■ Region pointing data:
━━━━

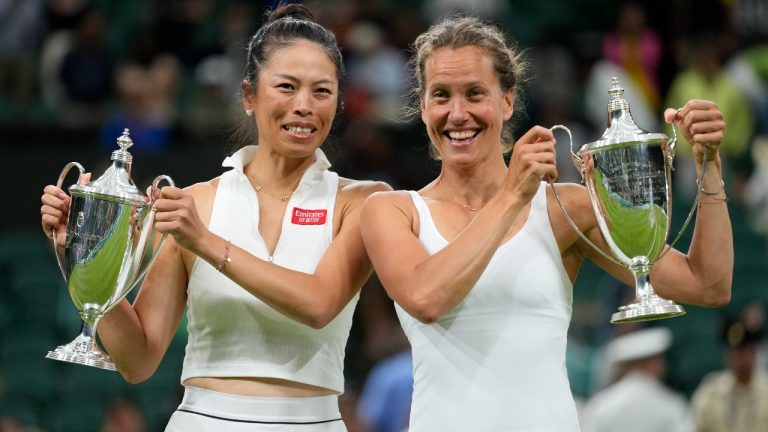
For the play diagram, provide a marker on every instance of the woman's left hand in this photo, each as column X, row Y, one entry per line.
column 177, row 215
column 702, row 124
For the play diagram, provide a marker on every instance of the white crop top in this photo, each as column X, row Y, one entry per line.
column 234, row 334
column 496, row 361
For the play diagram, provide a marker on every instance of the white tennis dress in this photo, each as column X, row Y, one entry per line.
column 234, row 334
column 496, row 361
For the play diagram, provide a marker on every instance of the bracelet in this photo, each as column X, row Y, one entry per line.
column 715, row 199
column 226, row 260
column 717, row 192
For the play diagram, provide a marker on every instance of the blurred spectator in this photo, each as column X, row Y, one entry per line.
column 87, row 76
column 377, row 74
column 704, row 77
column 385, row 402
column 638, row 400
column 178, row 28
column 756, row 190
column 486, row 9
column 65, row 15
column 637, row 49
column 148, row 85
column 213, row 104
column 735, row 399
column 21, row 30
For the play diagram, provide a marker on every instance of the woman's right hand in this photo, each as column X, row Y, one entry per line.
column 55, row 210
column 532, row 160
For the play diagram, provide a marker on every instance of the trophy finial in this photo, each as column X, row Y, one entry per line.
column 122, row 154
column 124, row 141
column 616, row 91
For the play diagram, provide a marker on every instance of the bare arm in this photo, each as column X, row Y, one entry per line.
column 312, row 299
column 703, row 276
column 429, row 285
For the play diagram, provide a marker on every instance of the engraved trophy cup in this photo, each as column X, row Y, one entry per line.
column 627, row 173
column 108, row 248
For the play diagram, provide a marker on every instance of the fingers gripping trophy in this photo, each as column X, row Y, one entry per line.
column 108, row 248
column 627, row 173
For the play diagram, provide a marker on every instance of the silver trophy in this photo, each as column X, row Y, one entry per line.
column 628, row 175
column 108, row 248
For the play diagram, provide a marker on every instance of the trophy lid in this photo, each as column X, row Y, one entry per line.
column 116, row 183
column 622, row 130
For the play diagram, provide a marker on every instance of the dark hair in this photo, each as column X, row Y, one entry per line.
column 285, row 25
column 456, row 31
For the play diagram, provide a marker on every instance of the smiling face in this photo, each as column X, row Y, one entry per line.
column 295, row 100
column 463, row 105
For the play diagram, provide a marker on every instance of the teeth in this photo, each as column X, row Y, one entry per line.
column 299, row 130
column 456, row 135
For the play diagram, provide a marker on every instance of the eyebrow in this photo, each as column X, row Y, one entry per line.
column 293, row 78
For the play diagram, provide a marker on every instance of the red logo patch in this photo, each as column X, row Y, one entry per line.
column 308, row 217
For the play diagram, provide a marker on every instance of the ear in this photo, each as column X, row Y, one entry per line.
column 421, row 108
column 509, row 104
column 248, row 95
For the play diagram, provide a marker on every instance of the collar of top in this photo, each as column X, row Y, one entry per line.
column 245, row 155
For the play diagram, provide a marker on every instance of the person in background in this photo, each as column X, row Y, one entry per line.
column 267, row 258
column 481, row 261
column 638, row 399
column 735, row 399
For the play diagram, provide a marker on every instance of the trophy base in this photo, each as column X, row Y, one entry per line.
column 83, row 351
column 650, row 309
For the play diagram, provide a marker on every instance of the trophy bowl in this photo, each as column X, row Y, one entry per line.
column 108, row 249
column 627, row 173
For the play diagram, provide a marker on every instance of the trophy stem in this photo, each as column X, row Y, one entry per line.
column 83, row 349
column 647, row 305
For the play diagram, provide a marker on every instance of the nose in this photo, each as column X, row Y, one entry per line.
column 303, row 106
column 458, row 111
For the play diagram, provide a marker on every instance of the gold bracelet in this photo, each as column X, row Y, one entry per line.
column 717, row 192
column 716, row 199
column 226, row 260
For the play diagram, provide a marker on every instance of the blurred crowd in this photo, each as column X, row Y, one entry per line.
column 169, row 70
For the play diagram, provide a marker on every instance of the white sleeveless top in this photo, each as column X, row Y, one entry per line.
column 234, row 334
column 496, row 361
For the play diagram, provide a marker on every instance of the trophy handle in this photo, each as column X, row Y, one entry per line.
column 579, row 163
column 57, row 251
column 149, row 225
column 695, row 205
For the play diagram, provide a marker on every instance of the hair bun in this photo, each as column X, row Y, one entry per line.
column 291, row 10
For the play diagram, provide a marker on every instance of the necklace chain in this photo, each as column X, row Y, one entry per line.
column 467, row 206
column 259, row 188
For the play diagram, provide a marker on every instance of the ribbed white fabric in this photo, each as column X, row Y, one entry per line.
column 206, row 410
column 496, row 361
column 234, row 334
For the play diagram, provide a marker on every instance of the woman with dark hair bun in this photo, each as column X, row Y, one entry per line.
column 267, row 257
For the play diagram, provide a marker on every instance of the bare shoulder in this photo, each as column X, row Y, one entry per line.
column 204, row 191
column 573, row 196
column 575, row 200
column 356, row 191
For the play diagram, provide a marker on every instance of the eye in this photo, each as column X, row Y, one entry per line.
column 476, row 93
column 439, row 95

━━━━

■ Work required:
Please set down every line of the data above precisely, dropping the images.

■ Solution for this task:
For the play diagram, provide a marker on every instance of the woman's left hand in this photo, each as column X, row Y, one entry per line.
column 177, row 215
column 702, row 124
For the play diagram, provide a marker on every instance of the white crop top in this photo, each as column X, row Y, one entry per line.
column 234, row 334
column 496, row 361
For the play diagram, provide a marker on every instance of the white tennis dress in this photo, each as column X, row Y, one entry per line.
column 234, row 334
column 496, row 361
For the play diagram, provide a marker on every instance of the bracelet in this photo, each as column X, row Y, one entry per line.
column 715, row 199
column 226, row 260
column 717, row 192
For the play diagram, provide a marker on every instance of the blurred spectator in this photo, each as column X, row Y, one entry per line.
column 87, row 76
column 377, row 74
column 704, row 77
column 385, row 402
column 638, row 400
column 178, row 28
column 756, row 190
column 486, row 9
column 65, row 15
column 637, row 49
column 148, row 85
column 213, row 104
column 735, row 399
column 21, row 30
For the play diagram, provide a marker on every instance of the woman's right hand in this photo, each as column X, row Y, one entry per line.
column 55, row 210
column 532, row 160
For the play diagram, provide a marker on every instance of the trophy finial in this photo, each as column X, row Y, one entry per line.
column 122, row 154
column 124, row 141
column 616, row 91
For the play diagram, provide a marker on every instance of the bare arm in this photo, each as column X, row Y, one entry per line.
column 312, row 299
column 703, row 276
column 429, row 285
For the play diagram, provide a marker on every instance of the engraved trophy cup in this photo, each as column X, row Y, one entry per line.
column 627, row 173
column 108, row 248
For the play diagram, provide a marker on every instance of the fingers gripping trophy in this photo, each as column X, row Y, one entry per line.
column 108, row 248
column 627, row 173
For the play diagram, provide a marker on every instance of the silver trophy in this photo, each as column X, row Y, one entry per line.
column 628, row 175
column 108, row 248
For the play diagram, provide a marker on every instance of the trophy lid in this photo, each as column X, row Y, one entry per line.
column 116, row 183
column 622, row 130
For the play diagram, provide a marker on every instance of the dark hair in this photo, each as column X, row Y, one entry per line.
column 285, row 25
column 456, row 31
For the play diagram, provide a marker on every instance of the smiling face in this photo, each as column X, row Y, one entry per line.
column 295, row 100
column 463, row 105
For the play diagram, provide a marker on every instance of the teeth in this photo, each as column X, row Y, one entry per line.
column 299, row 130
column 456, row 135
For the play diagram, provide a marker on every instance of the eyebrow in this photo, each as column X, row Y, one entry per line.
column 293, row 78
For the play diagram, provide a marker on every instance of the red logo patch in this photo, each as column X, row Y, one entry per line.
column 308, row 217
For the play diagram, provide a marker on every instance of the ear in this photo, each as column X, row Y, one entry per line.
column 421, row 108
column 509, row 104
column 248, row 95
For the play diagram, provide a marker on every instance of the collar of top in this photo, each as column X, row Y, one entry per line.
column 245, row 155
For the play diagram, provide a marker on every instance of the person in background in this photo, each as column X, row Y, one entry per line.
column 267, row 258
column 481, row 261
column 638, row 399
column 735, row 399
For the play diagram, provide a marker on every instance of the trophy base in this photo, each as column X, row Y, one entry per line.
column 83, row 351
column 650, row 309
For the play diagram, provide a marker on every instance of the trophy bowl in this photo, each as column X, row Y, one entry per line.
column 108, row 249
column 627, row 173
For the play diagram, provide a marker on every instance of the trophy stem in this photo, each as column X, row Y, one entry per line.
column 83, row 349
column 647, row 305
For the play diagram, provide a marker on every instance of the nose in this photo, each as column X, row Y, one entry per line.
column 303, row 106
column 458, row 111
For the play diagram, provide a marker on every instance of the gold bracelet in this photo, each as column X, row Y, one entry per line.
column 717, row 192
column 716, row 199
column 226, row 260
For the play diagram, provide a marker on every instance of the blurred crowd in this photo, each as column X, row Y, one entry per line.
column 169, row 70
For the play diagram, provide a marker on every instance of the white sleeveless top in this photo, each as column X, row Y, one entry per line.
column 234, row 334
column 496, row 361
For the play diagram, provide a marker on every instance of the trophy handle in this photo, each as column X, row Y, one entry per line.
column 579, row 163
column 57, row 251
column 149, row 225
column 695, row 205
For the play diagram, provide a marker on every instance of the hair bun in this photo, each as column X, row Y, one entry per line.
column 291, row 10
For the play diagram, provide a marker on every instance of the necklace chain in this photo, each as column X, row Y, one entry per line.
column 467, row 206
column 259, row 188
For the play diagram, provide a marker on every instance of the ribbed white fabric in this photo, each as column X, row Y, one entry per line.
column 206, row 410
column 496, row 361
column 234, row 334
For the play diagram, provide a marker on every instance of the woman with dark hair bun in this photo, each as column X, row Y, one entry per line.
column 267, row 257
For the play diagram, provide a marker on every instance of the bare shoulder in this photo, each as column X, row Y, one entry per line.
column 204, row 191
column 573, row 196
column 575, row 200
column 356, row 191
For the play diagram, provide a marker on every instance of the eye in this photo, each as column X, row Y, one entry per line.
column 476, row 93
column 439, row 95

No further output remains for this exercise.